**Excerpted records**
※

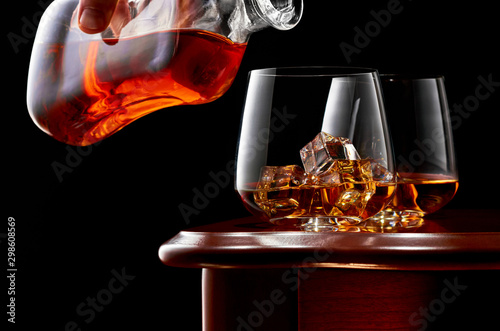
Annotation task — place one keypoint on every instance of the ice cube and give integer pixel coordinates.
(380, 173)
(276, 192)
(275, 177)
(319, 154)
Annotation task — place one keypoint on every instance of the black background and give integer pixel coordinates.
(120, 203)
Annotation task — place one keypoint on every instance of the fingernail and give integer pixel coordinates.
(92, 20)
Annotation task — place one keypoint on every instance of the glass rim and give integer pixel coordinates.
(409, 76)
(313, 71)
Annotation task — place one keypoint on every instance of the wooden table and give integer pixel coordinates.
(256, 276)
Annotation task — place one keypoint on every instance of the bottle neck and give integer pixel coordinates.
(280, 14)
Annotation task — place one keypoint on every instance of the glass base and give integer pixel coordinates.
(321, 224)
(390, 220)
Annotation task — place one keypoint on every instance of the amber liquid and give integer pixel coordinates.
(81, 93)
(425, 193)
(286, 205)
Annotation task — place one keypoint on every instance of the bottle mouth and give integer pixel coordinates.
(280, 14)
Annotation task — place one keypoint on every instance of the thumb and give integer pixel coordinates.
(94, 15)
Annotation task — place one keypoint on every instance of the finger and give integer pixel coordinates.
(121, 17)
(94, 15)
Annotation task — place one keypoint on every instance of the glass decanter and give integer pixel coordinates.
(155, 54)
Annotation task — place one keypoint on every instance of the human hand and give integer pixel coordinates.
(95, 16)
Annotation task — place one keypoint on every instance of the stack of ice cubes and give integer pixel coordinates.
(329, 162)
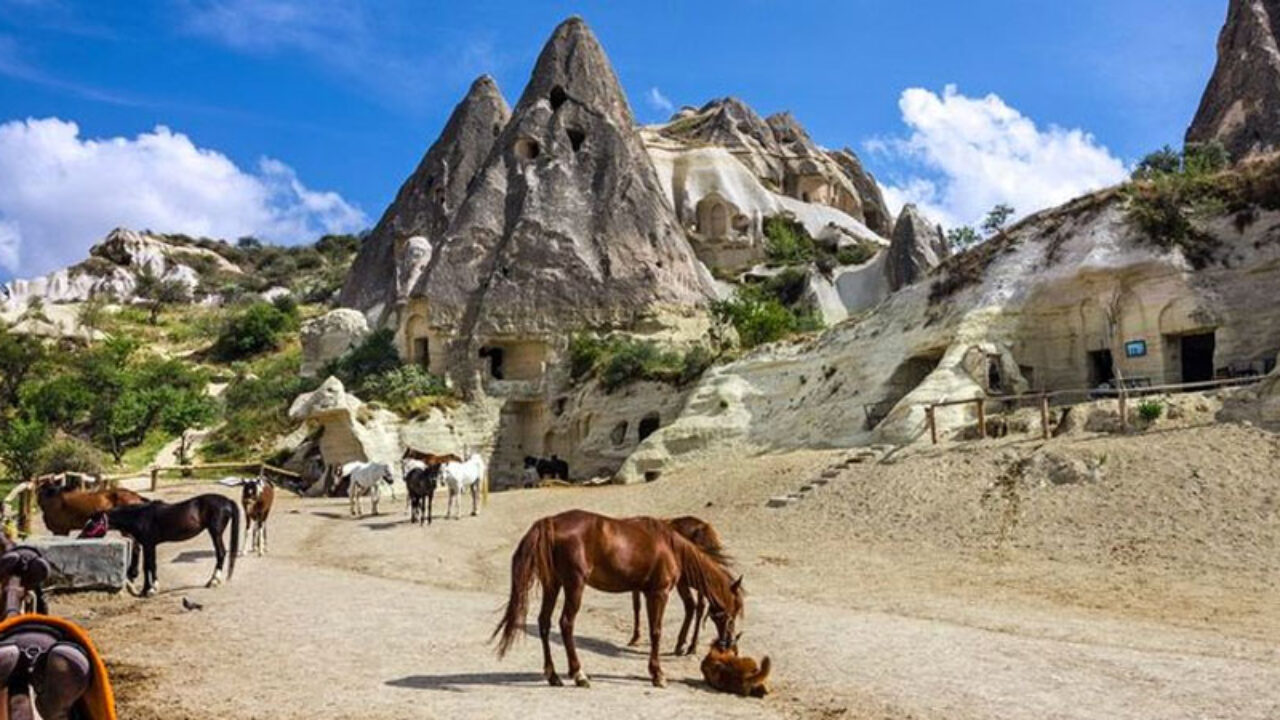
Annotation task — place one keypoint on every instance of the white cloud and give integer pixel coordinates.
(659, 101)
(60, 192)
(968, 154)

※

**To do**
Type out all of the records above word for word, leaving the pictures out.

**Written reply**
Annotation task — place one keypoint on every instance of the ice cube and give integer pixel coordinates.
(380, 173)
(276, 192)
(275, 177)
(319, 154)
Annotation task — place one keypoint on every instance of the black background and give integer pixel coordinates.
(120, 203)
Annotation task — place one keypoint on every instance of the fingernail and give integer pixel coordinates.
(92, 20)
Annotation task — place one keypoint on every instance of the glass rim and give integer pixel coordinates.
(409, 76)
(313, 71)
Annotation task — place one keypoint on every instance of the wooden table and give integer pixel coordinates.
(256, 276)
Annotation task — place one keypoint on every instance of the bottle neck and give integer pixel coordinates.
(280, 14)
Annotation task — place one keypoint on every instance of the glass base and give integer pixel coordinates.
(321, 224)
(390, 220)
Annotation task — place one keypoint on every instance of the amber liquid and give integer pixel coordinates.
(81, 93)
(425, 193)
(286, 205)
Annotation task — place one keypoint on every instance of the bottle mouth and give integer pixel coordinates.
(280, 14)
Annotation task — place one keypoint on every instance of the thumb and give integer pixel coordinates.
(94, 15)
Annotation task — place one keypoint on every instance of the finger and give integer pixel coordinates.
(121, 17)
(94, 15)
Annotation task — place one keypoint on every instance of the glass decanter and give integer pixel coordinates.
(155, 54)
Annotation task — place one keypoint on every instance of the human hand and give integer pixel coordinates.
(95, 16)
Annotation task — place one keypoint on every instance of the stack of ice cubes and give integer pixel coordinates.
(329, 162)
Annotation task — place one keypoint on every instance of the white cloud and give integer pixel coordinates.
(659, 101)
(60, 192)
(968, 154)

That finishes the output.